[Object point labels]
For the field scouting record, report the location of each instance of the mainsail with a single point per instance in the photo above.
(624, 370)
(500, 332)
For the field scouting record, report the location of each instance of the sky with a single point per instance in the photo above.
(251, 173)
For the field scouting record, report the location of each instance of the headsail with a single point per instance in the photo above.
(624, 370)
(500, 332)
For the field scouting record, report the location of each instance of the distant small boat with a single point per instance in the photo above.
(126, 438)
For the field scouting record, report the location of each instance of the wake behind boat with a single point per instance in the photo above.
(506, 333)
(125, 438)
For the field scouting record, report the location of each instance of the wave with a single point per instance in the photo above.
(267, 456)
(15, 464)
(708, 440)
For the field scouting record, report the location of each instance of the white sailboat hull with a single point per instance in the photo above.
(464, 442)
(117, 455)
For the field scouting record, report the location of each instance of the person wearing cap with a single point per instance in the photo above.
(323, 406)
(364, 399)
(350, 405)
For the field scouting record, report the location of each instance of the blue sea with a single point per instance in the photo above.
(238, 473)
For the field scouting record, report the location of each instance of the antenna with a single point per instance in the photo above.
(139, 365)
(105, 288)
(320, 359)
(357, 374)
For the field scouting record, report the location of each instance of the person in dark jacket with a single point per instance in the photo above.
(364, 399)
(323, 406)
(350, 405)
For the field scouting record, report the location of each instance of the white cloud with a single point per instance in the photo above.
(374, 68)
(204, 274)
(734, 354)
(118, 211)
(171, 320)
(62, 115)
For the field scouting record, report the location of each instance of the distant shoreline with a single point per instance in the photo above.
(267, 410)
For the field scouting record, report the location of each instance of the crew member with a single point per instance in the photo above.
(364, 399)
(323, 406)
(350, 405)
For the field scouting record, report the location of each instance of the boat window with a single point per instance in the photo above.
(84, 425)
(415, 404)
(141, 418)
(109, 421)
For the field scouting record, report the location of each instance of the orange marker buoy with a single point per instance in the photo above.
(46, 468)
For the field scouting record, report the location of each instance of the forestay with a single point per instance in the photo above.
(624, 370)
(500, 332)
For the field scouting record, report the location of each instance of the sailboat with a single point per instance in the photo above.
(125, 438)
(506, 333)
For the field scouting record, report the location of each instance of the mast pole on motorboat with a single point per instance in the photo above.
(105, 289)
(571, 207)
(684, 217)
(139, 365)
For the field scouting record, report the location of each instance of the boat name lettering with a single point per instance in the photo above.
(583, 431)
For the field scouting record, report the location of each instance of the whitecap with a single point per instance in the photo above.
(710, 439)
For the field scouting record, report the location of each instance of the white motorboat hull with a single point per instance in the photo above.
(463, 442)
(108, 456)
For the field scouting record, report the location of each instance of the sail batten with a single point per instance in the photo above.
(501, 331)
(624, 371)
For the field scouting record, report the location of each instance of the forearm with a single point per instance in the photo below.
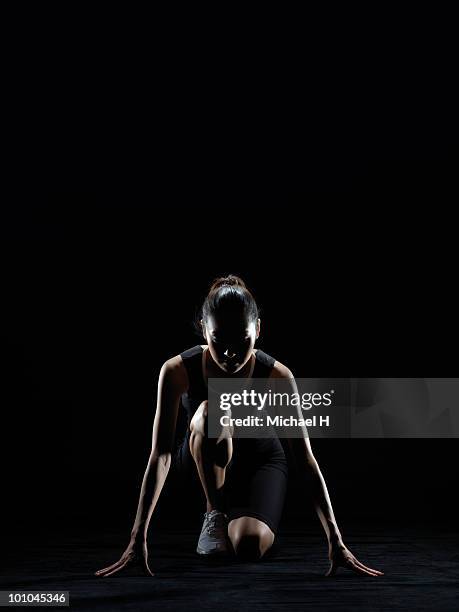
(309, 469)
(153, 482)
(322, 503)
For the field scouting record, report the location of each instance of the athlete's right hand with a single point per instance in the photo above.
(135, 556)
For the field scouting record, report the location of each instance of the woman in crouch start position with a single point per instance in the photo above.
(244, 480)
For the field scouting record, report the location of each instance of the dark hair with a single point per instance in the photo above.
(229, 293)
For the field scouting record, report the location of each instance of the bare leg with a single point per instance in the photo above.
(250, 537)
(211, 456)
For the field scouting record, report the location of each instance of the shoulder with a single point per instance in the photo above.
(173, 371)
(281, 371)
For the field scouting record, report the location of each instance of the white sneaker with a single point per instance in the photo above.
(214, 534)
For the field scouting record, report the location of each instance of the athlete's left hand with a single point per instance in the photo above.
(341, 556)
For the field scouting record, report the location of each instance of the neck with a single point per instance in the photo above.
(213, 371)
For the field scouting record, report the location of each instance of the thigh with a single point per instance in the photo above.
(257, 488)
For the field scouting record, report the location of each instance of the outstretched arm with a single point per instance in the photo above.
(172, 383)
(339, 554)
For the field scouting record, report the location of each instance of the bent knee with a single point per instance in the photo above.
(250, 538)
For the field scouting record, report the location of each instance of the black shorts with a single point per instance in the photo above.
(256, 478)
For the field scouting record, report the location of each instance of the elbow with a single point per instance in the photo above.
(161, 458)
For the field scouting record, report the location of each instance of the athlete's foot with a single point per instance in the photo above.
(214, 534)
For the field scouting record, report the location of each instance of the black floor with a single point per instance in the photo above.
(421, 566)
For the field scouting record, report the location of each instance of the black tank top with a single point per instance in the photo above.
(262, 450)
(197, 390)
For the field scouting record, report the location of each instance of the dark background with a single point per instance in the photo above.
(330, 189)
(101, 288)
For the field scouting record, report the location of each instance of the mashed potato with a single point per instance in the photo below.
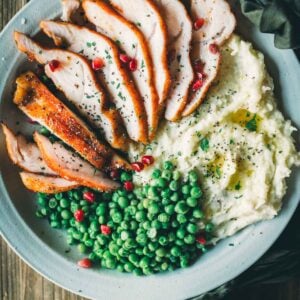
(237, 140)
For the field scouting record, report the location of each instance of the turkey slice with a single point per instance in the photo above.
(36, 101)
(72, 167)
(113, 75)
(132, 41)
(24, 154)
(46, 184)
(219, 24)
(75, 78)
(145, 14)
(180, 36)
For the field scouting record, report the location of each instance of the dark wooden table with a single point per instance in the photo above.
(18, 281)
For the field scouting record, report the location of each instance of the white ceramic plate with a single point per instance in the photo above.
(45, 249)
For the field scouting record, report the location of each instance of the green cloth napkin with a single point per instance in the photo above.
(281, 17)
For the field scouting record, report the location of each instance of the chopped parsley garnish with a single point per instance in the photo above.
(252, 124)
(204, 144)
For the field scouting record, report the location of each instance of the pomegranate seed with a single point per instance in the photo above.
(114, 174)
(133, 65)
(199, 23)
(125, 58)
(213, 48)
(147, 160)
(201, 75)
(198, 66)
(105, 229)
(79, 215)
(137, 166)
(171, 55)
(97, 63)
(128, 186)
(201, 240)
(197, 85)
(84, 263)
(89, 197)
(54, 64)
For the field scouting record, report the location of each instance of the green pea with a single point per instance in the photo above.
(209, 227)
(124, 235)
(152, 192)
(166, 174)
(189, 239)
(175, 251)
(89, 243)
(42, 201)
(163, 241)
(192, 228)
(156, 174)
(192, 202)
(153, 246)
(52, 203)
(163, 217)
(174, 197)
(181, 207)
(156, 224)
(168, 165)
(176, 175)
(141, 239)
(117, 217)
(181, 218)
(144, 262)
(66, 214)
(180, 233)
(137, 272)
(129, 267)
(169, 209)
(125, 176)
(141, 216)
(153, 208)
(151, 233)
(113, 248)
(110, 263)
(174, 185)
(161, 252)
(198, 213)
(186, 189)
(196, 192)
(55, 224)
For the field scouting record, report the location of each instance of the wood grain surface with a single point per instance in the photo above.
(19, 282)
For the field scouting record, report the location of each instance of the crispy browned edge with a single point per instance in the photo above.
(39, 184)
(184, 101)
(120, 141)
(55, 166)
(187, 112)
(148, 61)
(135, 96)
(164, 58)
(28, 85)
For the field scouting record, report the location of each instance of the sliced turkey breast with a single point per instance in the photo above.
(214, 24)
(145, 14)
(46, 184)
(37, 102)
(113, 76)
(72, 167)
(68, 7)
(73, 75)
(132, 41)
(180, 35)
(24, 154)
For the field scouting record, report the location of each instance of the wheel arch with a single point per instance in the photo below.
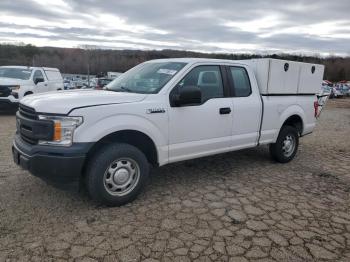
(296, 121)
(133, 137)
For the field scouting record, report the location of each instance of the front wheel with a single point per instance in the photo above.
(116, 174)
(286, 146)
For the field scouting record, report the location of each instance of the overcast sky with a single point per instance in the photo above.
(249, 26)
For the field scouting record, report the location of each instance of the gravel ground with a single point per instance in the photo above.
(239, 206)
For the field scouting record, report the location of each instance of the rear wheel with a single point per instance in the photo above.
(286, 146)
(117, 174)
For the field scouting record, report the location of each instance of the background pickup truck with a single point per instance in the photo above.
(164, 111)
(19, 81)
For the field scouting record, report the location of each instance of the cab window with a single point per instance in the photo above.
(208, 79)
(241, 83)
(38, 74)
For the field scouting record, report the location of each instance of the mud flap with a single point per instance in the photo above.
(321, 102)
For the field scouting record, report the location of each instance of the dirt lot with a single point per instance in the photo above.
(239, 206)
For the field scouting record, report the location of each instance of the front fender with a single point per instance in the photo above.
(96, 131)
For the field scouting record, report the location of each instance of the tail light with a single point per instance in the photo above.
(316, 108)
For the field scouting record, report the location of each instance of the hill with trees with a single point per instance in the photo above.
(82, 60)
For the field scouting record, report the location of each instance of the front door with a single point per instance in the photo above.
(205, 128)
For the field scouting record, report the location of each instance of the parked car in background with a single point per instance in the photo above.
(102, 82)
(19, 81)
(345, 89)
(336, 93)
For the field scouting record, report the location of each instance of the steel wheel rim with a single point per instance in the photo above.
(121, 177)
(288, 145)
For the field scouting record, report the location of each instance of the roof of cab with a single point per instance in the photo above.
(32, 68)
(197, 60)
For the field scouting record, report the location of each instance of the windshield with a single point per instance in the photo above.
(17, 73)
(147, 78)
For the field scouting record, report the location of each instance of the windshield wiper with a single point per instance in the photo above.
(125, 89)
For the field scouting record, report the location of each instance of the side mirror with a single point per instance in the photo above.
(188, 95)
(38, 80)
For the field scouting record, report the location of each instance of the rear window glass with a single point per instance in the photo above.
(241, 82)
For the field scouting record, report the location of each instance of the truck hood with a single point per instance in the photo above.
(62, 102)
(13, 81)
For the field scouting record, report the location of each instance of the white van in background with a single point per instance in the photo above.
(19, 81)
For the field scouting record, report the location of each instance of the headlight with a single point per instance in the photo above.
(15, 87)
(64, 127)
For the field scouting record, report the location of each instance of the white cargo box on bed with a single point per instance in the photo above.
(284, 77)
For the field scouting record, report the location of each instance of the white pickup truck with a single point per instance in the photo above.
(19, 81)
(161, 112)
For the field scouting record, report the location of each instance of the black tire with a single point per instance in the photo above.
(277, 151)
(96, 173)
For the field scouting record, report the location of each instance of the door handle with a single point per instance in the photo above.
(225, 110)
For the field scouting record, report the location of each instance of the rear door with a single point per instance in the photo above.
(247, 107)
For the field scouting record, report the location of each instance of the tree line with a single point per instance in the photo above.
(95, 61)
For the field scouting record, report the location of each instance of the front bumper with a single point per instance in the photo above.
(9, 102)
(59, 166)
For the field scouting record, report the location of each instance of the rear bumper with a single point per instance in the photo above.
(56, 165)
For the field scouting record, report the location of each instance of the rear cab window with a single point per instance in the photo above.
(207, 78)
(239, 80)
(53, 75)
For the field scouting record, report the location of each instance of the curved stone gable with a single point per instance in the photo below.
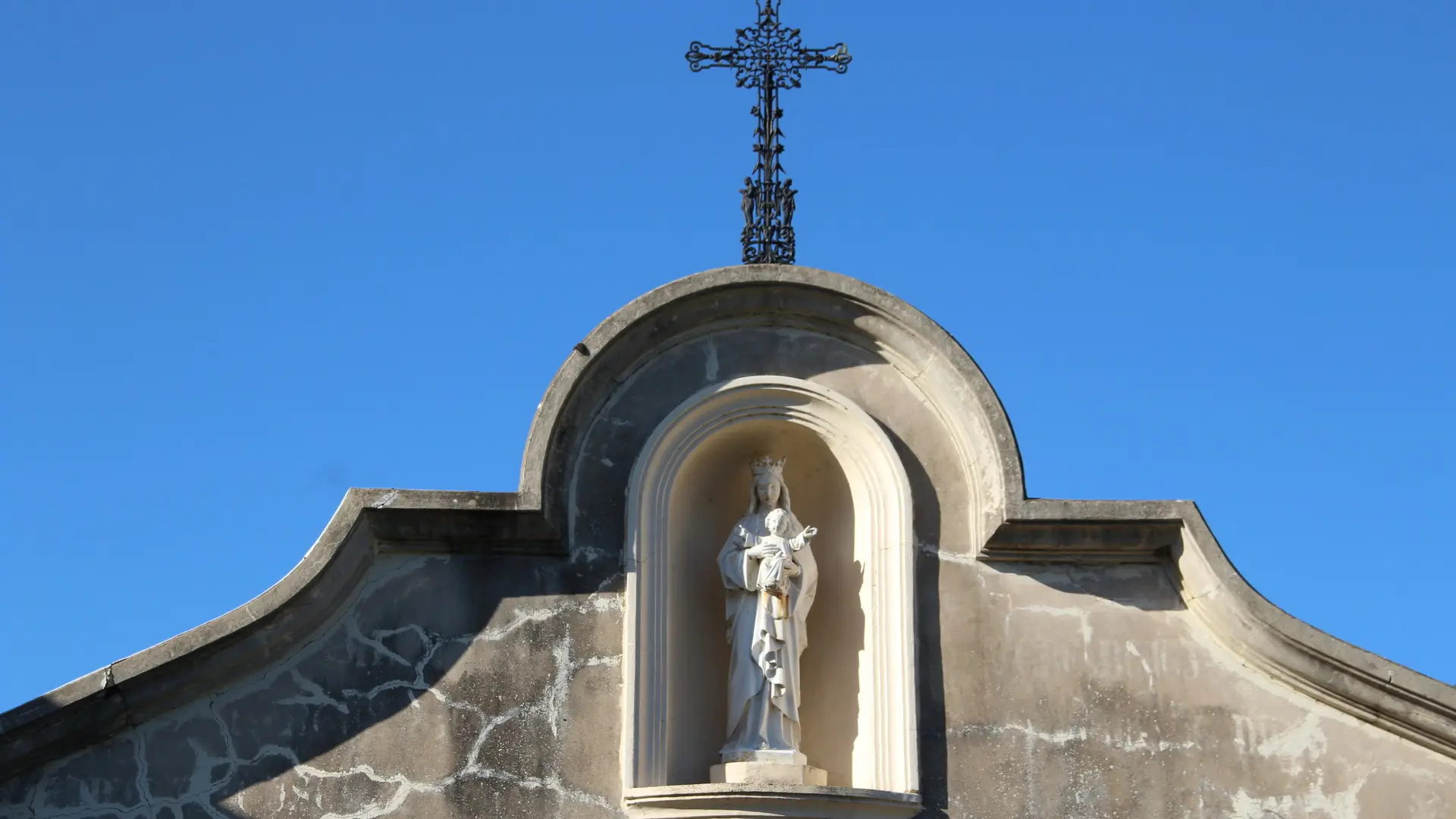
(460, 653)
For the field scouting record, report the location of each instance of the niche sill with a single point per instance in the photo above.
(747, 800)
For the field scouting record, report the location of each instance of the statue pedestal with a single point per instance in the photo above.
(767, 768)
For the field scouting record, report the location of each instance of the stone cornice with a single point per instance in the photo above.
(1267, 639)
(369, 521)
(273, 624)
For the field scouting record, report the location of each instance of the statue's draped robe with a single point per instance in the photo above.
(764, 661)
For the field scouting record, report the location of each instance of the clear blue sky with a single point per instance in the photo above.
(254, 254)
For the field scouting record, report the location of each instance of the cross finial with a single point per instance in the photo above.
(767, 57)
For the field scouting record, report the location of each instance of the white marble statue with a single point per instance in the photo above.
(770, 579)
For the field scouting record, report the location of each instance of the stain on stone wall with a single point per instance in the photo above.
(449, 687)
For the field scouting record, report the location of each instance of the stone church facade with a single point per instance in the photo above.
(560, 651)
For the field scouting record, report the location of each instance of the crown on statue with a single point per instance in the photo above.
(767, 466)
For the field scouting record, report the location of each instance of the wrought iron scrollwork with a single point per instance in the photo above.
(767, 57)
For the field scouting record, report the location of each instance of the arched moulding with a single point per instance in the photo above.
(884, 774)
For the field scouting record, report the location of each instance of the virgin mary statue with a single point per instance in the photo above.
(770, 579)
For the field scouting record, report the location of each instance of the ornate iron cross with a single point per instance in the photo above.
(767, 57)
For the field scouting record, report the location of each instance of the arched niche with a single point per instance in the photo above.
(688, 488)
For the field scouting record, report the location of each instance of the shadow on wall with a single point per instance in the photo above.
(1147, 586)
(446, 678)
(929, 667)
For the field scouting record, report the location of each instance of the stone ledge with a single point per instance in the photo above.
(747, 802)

EXERCISE REQUIREMENTS: Please copy out the lines above word for word, beginning at the line that contains "the stone ledge" and continuing through the final line of the records.

RESULT OF THE TASK:
For the field scouting record, report the location of each instance of the stone ledge with a single point per instance in the photo above.
(747, 802)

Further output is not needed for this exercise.